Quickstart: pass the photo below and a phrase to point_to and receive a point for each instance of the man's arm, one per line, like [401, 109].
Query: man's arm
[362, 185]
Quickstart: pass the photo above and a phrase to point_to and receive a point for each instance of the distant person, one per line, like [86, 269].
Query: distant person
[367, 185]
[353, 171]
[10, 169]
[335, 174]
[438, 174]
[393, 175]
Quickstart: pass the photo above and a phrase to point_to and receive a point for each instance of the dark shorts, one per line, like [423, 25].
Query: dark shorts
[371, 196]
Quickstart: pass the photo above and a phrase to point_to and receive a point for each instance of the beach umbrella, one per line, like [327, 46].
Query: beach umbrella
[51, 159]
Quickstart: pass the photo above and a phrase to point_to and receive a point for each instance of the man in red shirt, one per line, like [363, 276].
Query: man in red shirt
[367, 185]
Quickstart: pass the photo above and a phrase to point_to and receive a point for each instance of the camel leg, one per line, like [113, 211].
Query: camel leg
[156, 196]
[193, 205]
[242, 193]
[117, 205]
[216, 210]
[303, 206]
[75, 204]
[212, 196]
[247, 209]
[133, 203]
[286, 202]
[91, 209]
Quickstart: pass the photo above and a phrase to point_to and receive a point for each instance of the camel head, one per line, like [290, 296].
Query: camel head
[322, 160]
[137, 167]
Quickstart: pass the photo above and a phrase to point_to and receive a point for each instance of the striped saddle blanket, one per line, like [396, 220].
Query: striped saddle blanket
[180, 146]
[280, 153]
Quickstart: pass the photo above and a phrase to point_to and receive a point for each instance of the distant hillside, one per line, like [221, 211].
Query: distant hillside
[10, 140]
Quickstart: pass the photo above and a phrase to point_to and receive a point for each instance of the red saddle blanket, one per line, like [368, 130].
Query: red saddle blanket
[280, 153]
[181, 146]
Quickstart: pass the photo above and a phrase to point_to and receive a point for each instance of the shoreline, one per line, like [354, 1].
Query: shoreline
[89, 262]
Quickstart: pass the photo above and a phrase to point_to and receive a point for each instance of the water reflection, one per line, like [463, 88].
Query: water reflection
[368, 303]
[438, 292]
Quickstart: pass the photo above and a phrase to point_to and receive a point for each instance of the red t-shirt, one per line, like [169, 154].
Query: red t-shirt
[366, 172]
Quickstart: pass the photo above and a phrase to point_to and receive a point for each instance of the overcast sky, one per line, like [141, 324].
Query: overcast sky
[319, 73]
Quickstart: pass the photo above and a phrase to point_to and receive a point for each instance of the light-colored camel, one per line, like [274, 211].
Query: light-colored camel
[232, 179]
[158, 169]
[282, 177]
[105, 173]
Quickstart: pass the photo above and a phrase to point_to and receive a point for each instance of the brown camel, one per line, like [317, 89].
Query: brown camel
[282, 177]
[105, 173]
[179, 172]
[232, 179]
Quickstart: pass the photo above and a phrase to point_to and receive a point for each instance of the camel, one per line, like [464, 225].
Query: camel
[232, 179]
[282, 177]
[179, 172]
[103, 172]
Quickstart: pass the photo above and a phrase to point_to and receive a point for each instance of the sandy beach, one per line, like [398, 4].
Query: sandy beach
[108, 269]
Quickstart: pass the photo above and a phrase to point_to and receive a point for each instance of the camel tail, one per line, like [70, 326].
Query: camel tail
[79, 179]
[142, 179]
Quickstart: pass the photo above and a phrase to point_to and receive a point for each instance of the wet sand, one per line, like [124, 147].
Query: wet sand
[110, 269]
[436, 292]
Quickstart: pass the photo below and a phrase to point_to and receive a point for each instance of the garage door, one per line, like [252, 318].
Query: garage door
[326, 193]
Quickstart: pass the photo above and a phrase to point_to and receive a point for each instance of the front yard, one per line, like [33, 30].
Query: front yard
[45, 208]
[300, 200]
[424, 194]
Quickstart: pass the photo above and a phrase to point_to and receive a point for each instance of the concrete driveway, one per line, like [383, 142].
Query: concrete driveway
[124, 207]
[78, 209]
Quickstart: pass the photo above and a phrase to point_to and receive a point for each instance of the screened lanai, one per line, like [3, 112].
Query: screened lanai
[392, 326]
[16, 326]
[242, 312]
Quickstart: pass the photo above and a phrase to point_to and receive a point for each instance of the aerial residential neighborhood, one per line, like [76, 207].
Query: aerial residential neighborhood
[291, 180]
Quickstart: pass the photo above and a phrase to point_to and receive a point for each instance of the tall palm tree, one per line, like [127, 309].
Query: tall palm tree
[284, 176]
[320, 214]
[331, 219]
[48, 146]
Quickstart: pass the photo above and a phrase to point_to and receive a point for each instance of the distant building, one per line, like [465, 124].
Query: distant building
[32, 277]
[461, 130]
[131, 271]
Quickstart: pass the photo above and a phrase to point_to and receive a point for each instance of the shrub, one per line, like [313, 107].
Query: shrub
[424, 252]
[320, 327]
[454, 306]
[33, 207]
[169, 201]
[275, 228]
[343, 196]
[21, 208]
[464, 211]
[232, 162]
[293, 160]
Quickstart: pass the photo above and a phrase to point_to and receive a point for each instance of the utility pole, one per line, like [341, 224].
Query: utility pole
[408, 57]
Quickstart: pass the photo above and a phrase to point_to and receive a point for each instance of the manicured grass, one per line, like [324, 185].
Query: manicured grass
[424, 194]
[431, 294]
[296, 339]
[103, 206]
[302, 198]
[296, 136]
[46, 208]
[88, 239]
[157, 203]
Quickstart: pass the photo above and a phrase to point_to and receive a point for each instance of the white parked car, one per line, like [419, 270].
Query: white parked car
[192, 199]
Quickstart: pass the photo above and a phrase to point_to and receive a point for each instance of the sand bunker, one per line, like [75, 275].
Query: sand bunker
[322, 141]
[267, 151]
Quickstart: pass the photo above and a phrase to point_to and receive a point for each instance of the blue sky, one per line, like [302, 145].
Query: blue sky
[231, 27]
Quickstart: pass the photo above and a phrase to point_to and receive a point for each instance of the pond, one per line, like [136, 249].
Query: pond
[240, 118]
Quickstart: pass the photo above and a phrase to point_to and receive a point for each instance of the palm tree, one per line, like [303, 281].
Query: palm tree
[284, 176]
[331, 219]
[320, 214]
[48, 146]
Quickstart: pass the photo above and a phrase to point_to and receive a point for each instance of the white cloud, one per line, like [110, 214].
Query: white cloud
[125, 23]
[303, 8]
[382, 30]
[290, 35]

● **The problem**
Reproduce all of the data above word for word, line by line, in its original order.

● **Completed exercise**
Quickstart: pass the photo below and a phrase to point_to and receive a point for each instance of the man's arm, one per line, like [401, 109].
Query: man's arm
[362, 185]
Quickstart: pass the photo above and a phrase to point_to and receive a point for each instance of the distant person, one per line, like [86, 269].
Query: distant person
[367, 185]
[353, 171]
[10, 169]
[335, 174]
[438, 174]
[393, 175]
Quickstart: pass the photo above and a phrase to point_to and receive a point for each instance of the dark shorts, one per line, like [423, 25].
Query: dark shorts
[371, 196]
Quickstart: pass the photo above and a phrase to point_to and receive a point for each instance of the beach umbrella, one per line, like [327, 46].
Query: beach umbrella
[51, 159]
Quickstart: pass the photo above and a phrase to point_to and receive a point for each instance of the man in red shirt, one per line, like [363, 276].
Query: man in red shirt
[367, 185]
Quickstart: pass the photo above and a phrase to point_to and receive a point for each instance of the camel leg, one per line, like [113, 211].
Query: camel leg
[156, 196]
[193, 205]
[242, 193]
[117, 205]
[216, 210]
[303, 206]
[75, 204]
[212, 196]
[247, 209]
[133, 203]
[286, 202]
[91, 209]
Quickstart: pass the photo above and a phrase to point_to and receive a point for each instance of the camel head, one per line, like [290, 296].
Query: camel head
[322, 160]
[137, 167]
Quickstart: pass the photo above and a phrase to point_to and receive a point for each instance of the striped saddle blanket, one per line, like [396, 220].
Query: striped saddle blanket
[180, 146]
[280, 153]
Quickstart: pass the photo above and a phrase to point_to and receive a point for each instance of the distant hillside, one per line, like [221, 211].
Query: distant hillside
[10, 140]
Quickstart: pass the photo above and a phrase to point_to and receive a point for each instance of the red saddle blanket, one per line, like [368, 130].
Query: red saddle blanket
[280, 153]
[181, 146]
Quickstart: pass the photo above and a phrase to point_to and receive a point for each instance of the shoreline, one per line, like [354, 1].
Query: shoreline
[89, 262]
Quickstart: pass the photo above and a phrase to point_to and receive a point for each instance of the water reflection, one per line, like [463, 88].
Query: water reflection
[368, 303]
[438, 292]
Quickstart: pass the photo above and a phrase to point_to and receive a point for each instance of the red t-shirt, one per line, like [169, 154].
Query: red t-shirt
[366, 172]
Quickstart: pass the photo above and a phrase to point_to and receive a point for each instance of the overcast sky, one per line, like [141, 324].
Query: overcast sky
[319, 73]
Quickstart: pass the photo above and a phrase to point_to and receive a point for each instance of the light-colored camel, one per line, like [274, 211].
Query: light-colored camel
[232, 179]
[158, 169]
[282, 177]
[105, 173]
Quickstart: pass the photo above and a phrase to point_to and receive a point for each instance of the brown camel, one per line, like [317, 89].
Query: brown camel
[282, 177]
[105, 173]
[179, 172]
[232, 179]
Quickstart: pass the photo above and a phrase to point_to and receive a point for each instance of the camel, one per line, like [464, 225].
Query: camel
[232, 179]
[282, 177]
[179, 172]
[103, 172]
Quickstart: pass the photo above and a phrase to point_to and receive a point for each instance of the sandy beach, one per line, like [398, 4].
Query: sandy beach
[108, 269]
Quickstart: pass the photo above and a phrase to point_to and receive a point for each instance of the camel tail, one per line, like [70, 326].
Query: camel tail
[79, 179]
[142, 179]
Quickstart: pass the photo above and a phrase to point_to and receive a point for each instance of the wet sand, one per line, like [124, 147].
Query: wet sand
[110, 269]
[436, 292]
Quickstart: pass the photo below and a phrase to point_to and receive a point for each instance of the garage door, one per line, like [252, 318].
Query: garage door
[326, 193]
Quickstart: pass the photo above and a phrase to point_to and receive a point for each instance of the front yard, one per line, like [33, 30].
Query: front yard
[45, 208]
[300, 200]
[424, 194]
Quickstart: pass the photo above and a phrase to point_to and receive a point for each instance of the concrete driveway, one per line, like [383, 142].
Query: concrete driveway
[124, 207]
[78, 209]
Quickstart: pass the photo above and a phrase to point_to and receive a point for each instance of the screened lanai, one per line, like [3, 112].
Query: screened lanai
[392, 326]
[16, 326]
[242, 312]
Quickstart: pass the photo above and a phrase to point_to and receive a point for each instance of the aerial residential neighborhood, one per line, like [76, 207].
Query: aerial residential neighborhood
[291, 180]
Quickstart: pass the photo above and a phrase to point_to and receive a point for each instance of the tall palm tree, one per line, like [127, 309].
Query: tall palm tree
[284, 176]
[320, 214]
[331, 219]
[48, 146]
Quickstart: pass the photo above and a phrase to point_to and receive a point for each instance of the distant building, one per line, like [465, 124].
Query: distant building
[32, 277]
[461, 130]
[131, 271]
Quickstart: pass the photo above and a phrase to point_to and receive a point for each instance of the shrub, one per line, like [313, 107].
Query: shrub
[424, 252]
[320, 327]
[454, 306]
[33, 207]
[169, 201]
[275, 228]
[343, 196]
[21, 208]
[464, 211]
[232, 162]
[293, 160]
Quickstart: pass the photo above and a phrase to point_to and receive a point for each instance of the utility pole, one per line, like [341, 224].
Query: utility pole
[408, 57]
Quickstart: pass the photo above and a phrase to point_to and receive a point for each instance of the manicured grass, one per line, like [324, 185].
Query: manicured grass
[424, 194]
[431, 294]
[296, 339]
[103, 206]
[302, 198]
[296, 136]
[46, 208]
[88, 239]
[157, 203]
Quickstart: pass the photo above and a phrase to point_to and receive a point for each instance of the white parked car, one per line, like [419, 270].
Query: white parked car
[192, 199]
Quickstart: pass the photo above and a phrase to point_to and receive a point for each instance of the sand bunker, one per line, like [75, 275].
Query: sand bunker
[322, 141]
[267, 151]
Quickstart: pass the photo above and a phrase to point_to and receive a point for each instance of the blue sky, one per line, like [302, 145].
Query: blue sky
[231, 27]
Quickstart: pass the photo above and a phrase to point_to and receive a point for each instance of the pond, one per line, like [136, 249].
Query: pond
[240, 118]
Quickstart: pass the photo above and a phrase to point_to and receive a point for each instance of the palm tree, one per line, like [303, 281].
Query: palm tree
[284, 176]
[331, 219]
[320, 214]
[48, 146]
Quickstart: pass the photo above and a phrase to point_to and receive a point for each instance of the white cloud, one per line, like [110, 214].
Query: white cloud
[125, 23]
[303, 8]
[382, 30]
[290, 35]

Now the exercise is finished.